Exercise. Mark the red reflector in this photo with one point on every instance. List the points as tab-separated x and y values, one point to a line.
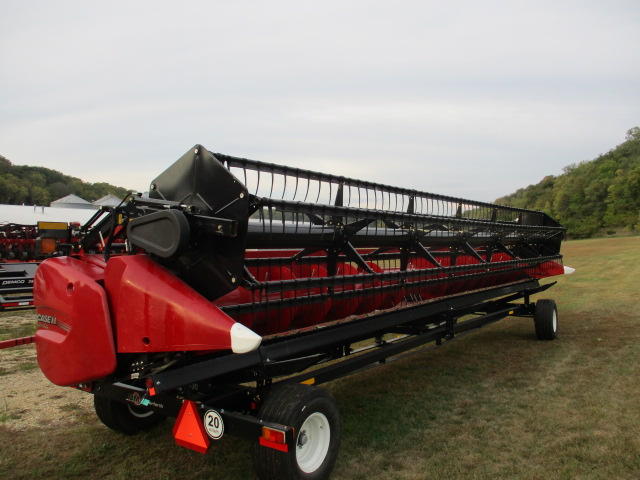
273	438
273	435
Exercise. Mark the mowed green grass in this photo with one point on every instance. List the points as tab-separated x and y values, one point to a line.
495	405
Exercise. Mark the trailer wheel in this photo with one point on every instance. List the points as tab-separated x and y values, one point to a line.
314	415
546	320
125	418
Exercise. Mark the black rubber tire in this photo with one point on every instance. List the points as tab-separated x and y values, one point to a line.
292	405
546	320
125	418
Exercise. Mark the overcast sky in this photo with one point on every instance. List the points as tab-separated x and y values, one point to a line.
464	98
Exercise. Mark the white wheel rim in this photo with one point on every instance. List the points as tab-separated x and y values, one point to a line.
312	444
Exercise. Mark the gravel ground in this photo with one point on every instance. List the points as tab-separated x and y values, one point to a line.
27	399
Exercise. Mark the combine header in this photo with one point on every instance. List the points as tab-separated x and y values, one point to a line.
211	300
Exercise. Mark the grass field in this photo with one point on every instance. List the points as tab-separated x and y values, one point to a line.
495	405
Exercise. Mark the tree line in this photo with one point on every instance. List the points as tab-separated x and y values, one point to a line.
26	185
591	196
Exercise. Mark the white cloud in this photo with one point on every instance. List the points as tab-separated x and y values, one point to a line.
464	98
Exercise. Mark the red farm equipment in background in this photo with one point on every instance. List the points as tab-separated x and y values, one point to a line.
212	300
22	247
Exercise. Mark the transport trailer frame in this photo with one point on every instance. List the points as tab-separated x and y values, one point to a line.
231	389
225	298
16	284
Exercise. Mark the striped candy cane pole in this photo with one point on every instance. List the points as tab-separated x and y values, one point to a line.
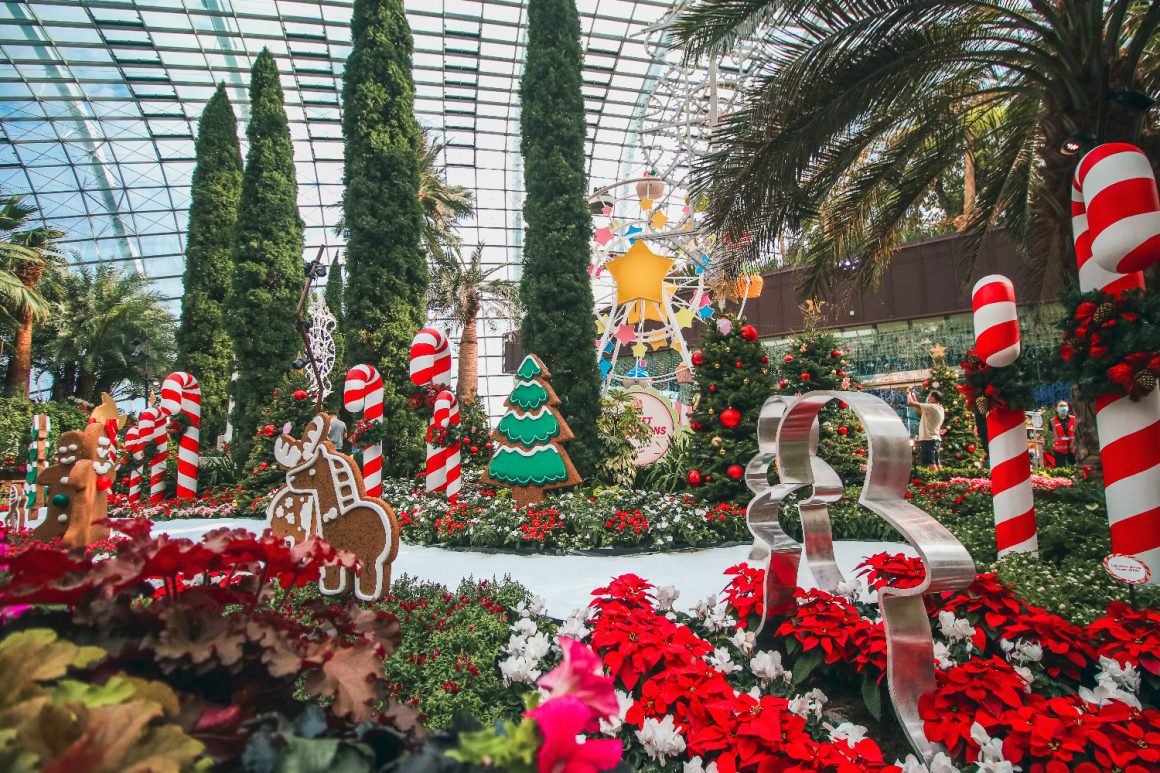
1122	208
181	395
430	358
443	464
998	342
363	391
153	424
136	450
1129	431
430	363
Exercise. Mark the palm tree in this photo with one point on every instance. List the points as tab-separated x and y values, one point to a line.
87	346
459	290
27	254
443	204
864	110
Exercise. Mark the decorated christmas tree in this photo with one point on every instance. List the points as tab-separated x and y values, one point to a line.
813	361
732	380
962	446
529	455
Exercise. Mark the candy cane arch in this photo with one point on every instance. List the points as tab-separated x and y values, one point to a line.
135	448
444	463
998	344
152	428
430	363
181	395
363	391
1104	202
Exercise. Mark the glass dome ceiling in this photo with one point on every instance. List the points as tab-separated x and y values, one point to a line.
100	100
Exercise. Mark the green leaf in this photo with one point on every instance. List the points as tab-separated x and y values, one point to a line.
871	695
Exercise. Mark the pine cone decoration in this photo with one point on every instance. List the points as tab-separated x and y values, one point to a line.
1103	312
1146	381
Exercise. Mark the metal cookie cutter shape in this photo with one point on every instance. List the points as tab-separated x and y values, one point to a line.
910	643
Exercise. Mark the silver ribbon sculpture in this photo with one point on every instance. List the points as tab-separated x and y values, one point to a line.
788	436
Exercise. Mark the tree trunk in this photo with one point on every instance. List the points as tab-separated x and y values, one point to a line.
469	356
20	363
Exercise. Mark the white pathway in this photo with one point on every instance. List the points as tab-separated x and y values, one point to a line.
566	582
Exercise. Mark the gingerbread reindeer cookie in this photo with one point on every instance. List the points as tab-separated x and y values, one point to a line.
325	495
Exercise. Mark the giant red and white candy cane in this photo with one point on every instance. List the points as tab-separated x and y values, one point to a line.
430	363
443	464
998	342
1010	482
181	395
153	430
995	320
135	448
430	358
363	391
1122	207
1129	430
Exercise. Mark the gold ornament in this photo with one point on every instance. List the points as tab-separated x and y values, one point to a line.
1103	312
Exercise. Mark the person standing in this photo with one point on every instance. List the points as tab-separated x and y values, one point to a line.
930	419
1063	436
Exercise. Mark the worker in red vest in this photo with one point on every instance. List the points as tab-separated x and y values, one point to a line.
1063	438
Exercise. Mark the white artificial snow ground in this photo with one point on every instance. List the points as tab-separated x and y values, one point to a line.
566	582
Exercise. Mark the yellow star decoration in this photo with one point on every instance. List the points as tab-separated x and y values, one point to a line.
639	274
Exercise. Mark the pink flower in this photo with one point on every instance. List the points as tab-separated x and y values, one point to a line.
560	720
582	676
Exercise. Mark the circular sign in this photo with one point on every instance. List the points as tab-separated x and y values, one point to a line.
1128	569
658	413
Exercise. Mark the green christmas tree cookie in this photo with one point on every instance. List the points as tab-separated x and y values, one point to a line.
529	456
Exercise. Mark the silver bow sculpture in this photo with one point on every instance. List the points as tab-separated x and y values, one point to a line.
788	436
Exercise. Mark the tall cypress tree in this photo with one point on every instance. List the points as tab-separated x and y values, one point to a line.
267	255
204	347
386	271
333	296
559	325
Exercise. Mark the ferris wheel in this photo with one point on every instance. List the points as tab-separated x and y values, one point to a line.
652	259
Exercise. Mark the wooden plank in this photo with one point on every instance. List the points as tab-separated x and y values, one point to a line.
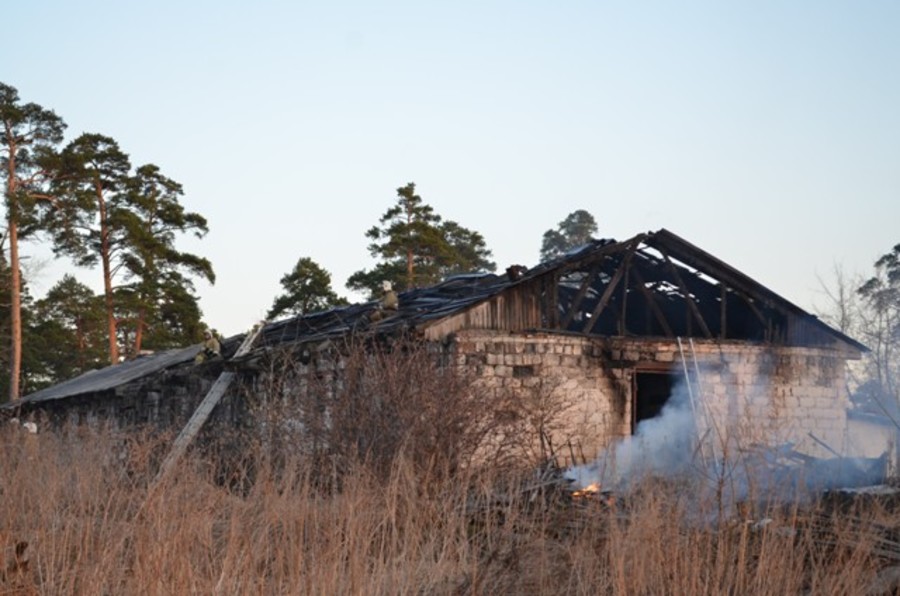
203	411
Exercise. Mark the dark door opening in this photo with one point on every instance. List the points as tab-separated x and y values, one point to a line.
651	392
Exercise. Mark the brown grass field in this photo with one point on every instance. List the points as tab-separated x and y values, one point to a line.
81	503
80	514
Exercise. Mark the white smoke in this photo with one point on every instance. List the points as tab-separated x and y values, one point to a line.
685	441
666	445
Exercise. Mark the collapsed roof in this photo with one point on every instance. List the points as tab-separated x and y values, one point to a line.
655	284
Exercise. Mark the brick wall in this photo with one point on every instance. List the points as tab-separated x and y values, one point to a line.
584	387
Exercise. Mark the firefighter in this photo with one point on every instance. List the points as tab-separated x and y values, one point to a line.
389	300
210	349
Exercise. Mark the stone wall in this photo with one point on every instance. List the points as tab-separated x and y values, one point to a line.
582	389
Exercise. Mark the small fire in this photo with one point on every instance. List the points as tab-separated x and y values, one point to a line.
587	491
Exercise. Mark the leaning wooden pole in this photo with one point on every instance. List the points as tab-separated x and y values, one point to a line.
201	414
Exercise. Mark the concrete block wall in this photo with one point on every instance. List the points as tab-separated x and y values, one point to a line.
750	393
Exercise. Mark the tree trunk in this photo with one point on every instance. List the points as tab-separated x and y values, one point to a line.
15	281
107	277
139	332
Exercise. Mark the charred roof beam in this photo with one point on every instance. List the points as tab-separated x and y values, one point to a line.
692	305
610	288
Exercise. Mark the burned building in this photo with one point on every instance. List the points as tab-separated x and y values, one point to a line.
611	331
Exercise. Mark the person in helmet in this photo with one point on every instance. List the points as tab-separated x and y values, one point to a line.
210	349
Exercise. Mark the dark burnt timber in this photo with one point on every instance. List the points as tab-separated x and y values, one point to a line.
654	285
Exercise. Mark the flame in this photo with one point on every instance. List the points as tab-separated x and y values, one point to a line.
588	490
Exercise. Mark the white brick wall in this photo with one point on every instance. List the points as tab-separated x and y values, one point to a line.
756	392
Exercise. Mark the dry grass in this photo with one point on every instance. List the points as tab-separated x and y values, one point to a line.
76	499
406	508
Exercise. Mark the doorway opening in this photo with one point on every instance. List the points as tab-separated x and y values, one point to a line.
652	389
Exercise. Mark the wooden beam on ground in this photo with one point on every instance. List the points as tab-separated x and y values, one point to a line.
201	414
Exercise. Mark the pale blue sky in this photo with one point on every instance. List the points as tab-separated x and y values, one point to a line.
767	133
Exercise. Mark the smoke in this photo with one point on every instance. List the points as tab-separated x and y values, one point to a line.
665	445
687	440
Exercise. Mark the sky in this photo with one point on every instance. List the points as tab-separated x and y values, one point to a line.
766	133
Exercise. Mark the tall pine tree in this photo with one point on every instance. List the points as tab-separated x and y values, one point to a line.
28	138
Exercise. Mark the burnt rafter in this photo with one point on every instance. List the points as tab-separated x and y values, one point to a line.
650	297
586	284
692	305
610	288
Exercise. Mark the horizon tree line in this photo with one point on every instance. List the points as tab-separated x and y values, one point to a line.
87	201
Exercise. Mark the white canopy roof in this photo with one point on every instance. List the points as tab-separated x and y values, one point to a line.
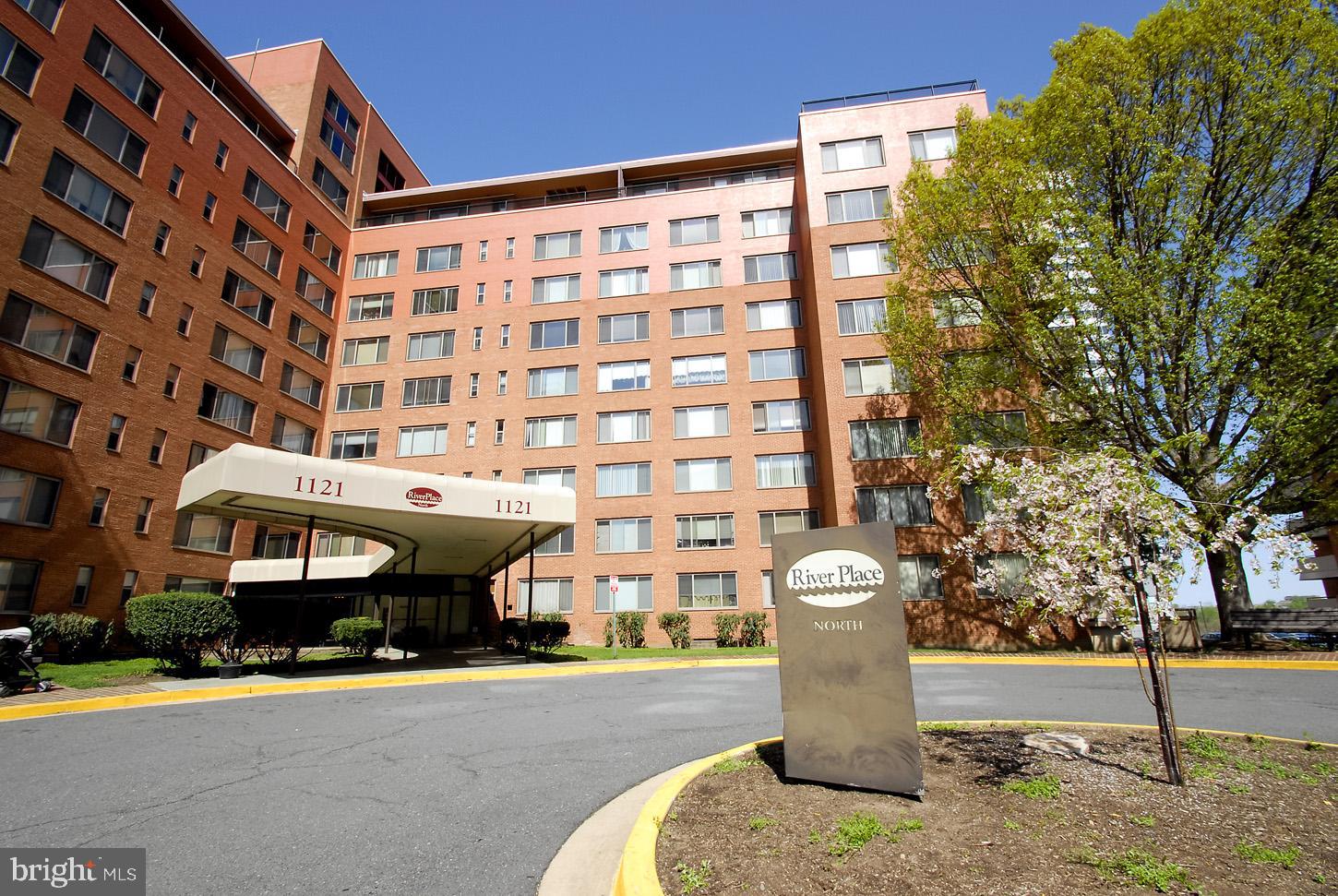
458	526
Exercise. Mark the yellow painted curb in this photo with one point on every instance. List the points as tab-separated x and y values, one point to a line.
637	874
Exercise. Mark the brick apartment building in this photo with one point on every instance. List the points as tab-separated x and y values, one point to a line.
205	250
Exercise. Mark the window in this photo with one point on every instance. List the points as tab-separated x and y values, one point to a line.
427	392
624	376
861	316
27	499
555	476
201	532
764	269
371	308
785	471
708	590
47	332
701	422
425	347
226	408
18	585
115	432
776	364
36	413
550	432
856	205
556	335
267	199
874	376
771	523
421	441
938	143
87	194
624	425
778	315
698	321
696	274
627	281
919	578
847	155
292	436
359	396
365	351
624	328
702	475
434	258
633	591
67	261
883	439
376	264
237	352
627	535
620	481
329	185
772	222
693	230
122	72
704	532
550	595
862	259
785	414
435	301
624	238
902	505
552	381
130	369
353	444
556	245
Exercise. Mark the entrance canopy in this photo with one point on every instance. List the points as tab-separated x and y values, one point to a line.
428	523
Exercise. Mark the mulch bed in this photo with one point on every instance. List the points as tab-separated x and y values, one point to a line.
1255	818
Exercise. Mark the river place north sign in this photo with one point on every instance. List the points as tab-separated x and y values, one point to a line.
846	699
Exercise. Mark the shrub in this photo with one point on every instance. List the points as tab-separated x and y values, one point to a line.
727	628
359	634
678	627
177	628
752	628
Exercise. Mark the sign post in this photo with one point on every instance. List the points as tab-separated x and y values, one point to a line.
849	714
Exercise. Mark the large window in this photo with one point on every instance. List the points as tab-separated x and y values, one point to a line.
106	131
87	194
47	332
618	481
704	532
883	439
776	364
627	535
700	369
847	155
764	269
901	505
862	259
70	262
708	590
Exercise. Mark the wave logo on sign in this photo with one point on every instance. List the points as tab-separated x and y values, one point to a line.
423	496
836	578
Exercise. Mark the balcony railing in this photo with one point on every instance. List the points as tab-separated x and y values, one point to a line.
888	97
648	189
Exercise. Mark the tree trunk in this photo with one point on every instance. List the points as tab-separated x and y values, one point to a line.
1230	586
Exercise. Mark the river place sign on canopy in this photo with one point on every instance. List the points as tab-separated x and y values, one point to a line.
846	699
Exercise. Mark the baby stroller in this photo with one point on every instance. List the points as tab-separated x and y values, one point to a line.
18	665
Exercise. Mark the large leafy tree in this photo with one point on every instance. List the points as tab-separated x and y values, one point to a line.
1151	250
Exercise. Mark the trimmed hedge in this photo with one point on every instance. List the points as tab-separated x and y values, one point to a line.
177	627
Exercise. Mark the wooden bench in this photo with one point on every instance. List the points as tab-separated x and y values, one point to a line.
1320	622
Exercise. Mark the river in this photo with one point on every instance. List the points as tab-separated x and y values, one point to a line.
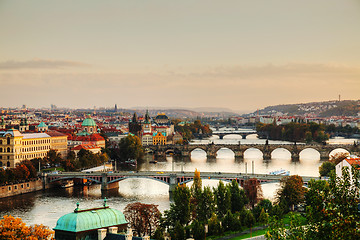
45	207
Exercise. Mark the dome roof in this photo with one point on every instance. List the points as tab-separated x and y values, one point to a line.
90	219
13	132
42	124
162	116
88	122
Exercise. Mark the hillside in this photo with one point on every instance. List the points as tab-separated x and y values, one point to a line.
320	109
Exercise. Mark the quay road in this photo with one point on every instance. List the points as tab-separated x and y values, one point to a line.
110	180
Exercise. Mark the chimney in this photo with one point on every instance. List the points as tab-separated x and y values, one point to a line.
128	235
101	233
113	230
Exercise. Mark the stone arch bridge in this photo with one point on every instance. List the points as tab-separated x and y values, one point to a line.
239	149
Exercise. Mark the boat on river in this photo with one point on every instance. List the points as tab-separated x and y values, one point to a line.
281	172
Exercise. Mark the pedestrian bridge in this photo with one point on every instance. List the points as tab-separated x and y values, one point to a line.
110	180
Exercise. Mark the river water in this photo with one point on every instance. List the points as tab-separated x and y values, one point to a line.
48	206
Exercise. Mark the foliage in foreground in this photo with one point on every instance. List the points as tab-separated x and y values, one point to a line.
15	228
331	211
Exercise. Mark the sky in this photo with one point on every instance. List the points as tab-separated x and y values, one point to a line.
235	54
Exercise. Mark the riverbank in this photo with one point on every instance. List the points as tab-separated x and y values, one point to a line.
21	188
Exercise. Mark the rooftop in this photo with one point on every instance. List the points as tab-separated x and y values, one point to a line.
90	219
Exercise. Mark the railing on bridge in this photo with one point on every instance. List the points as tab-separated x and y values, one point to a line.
170	178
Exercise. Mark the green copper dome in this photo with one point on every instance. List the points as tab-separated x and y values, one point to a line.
88	122
84	220
42	124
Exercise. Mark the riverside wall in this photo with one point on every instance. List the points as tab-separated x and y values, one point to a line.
21	188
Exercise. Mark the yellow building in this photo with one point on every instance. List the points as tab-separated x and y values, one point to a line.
159	138
58	142
16	147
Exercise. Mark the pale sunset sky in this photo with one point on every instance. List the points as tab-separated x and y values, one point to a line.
235	54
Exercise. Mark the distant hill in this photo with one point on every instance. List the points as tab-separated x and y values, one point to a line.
187	113
320	109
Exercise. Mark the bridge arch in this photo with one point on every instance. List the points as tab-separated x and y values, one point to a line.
157	178
93	179
225	151
280	153
307	152
253	152
202	153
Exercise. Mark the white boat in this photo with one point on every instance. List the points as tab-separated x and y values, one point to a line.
280	172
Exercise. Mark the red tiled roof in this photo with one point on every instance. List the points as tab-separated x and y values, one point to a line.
53	133
86	147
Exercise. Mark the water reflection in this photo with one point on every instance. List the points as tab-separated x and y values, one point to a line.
46	207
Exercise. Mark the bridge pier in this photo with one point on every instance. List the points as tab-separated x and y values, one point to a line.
172	184
239	154
105	186
295	156
324	155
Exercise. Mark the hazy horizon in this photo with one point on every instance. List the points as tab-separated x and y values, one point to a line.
240	55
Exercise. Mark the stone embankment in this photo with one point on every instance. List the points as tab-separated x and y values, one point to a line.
21	188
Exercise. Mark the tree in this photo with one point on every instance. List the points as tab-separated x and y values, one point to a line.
326	168
198	230
144	218
196	192
331	210
253	191
180	209
222	199
178	232
214	225
238	197
263	218
130	148
338	157
291	191
206	205
15	228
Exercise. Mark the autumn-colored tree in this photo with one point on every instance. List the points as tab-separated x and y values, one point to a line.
338	157
253	191
196	191
14	228
144	218
326	168
291	191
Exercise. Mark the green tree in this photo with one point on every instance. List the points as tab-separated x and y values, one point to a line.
253	191
198	230
215	227
291	191
130	148
263	218
238	197
206	205
326	168
178	232
180	209
222	199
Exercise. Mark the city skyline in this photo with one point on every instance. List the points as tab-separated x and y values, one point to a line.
241	55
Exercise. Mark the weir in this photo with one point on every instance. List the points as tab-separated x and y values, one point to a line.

++++++++++

**SHORT PROBLEM**.
Every line from the one containing "Exercise. Mark the green tree" through the end of the entries above must be echoed exactly, with both ends kept.

**ANSWER TO THE PROBLEM**.
Exercise. Mark the green tree in this photo with one point on every instance. List the points as tab-separated x and y values, one point to a line.
253	191
198	230
215	227
291	191
130	148
263	218
238	197
206	205
326	168
178	232
180	209
222	199
Exercise. Mark the city skyline in this photo with one point on every instance. List the points as tab-separated x and y values, one point to a line.
241	55
Exercise. Mark the weir in this photo with one point on every instance. List the points as tab-separated x and y values, one point to a line.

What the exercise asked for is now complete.